INSTRUCTIONS FOR THE TASK: Search the entries below for the word "overcast" and copy each line that has it.

SOURCE DATA:
----------------------------------------

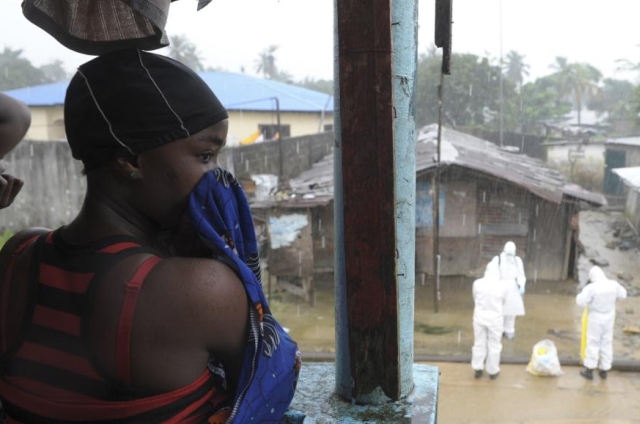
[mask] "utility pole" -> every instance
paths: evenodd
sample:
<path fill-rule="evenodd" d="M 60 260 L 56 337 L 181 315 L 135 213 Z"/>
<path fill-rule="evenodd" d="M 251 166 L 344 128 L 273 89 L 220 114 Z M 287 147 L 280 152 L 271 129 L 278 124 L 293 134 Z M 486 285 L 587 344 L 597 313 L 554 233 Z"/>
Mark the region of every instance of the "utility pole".
<path fill-rule="evenodd" d="M 499 27 L 500 27 L 500 147 L 504 145 L 503 139 L 503 105 L 504 105 L 504 81 L 502 78 L 502 0 L 498 0 L 498 9 L 500 15 Z"/>
<path fill-rule="evenodd" d="M 280 127 L 280 100 L 277 97 L 274 97 L 273 100 L 276 102 L 276 133 L 278 134 L 278 165 L 280 167 L 280 171 L 278 174 L 278 185 L 281 185 L 282 180 L 284 179 L 283 161 L 282 161 L 282 128 Z"/>

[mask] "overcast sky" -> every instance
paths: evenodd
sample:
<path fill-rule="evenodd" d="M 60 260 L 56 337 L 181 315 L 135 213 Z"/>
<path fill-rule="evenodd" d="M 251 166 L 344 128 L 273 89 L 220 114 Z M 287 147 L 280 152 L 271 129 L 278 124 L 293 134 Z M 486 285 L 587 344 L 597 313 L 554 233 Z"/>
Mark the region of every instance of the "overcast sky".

----------------------------------------

OUTPUT OF THE TASK:
[mask] "overcast sky" -> every instance
Mark the region of every instance of the "overcast sky".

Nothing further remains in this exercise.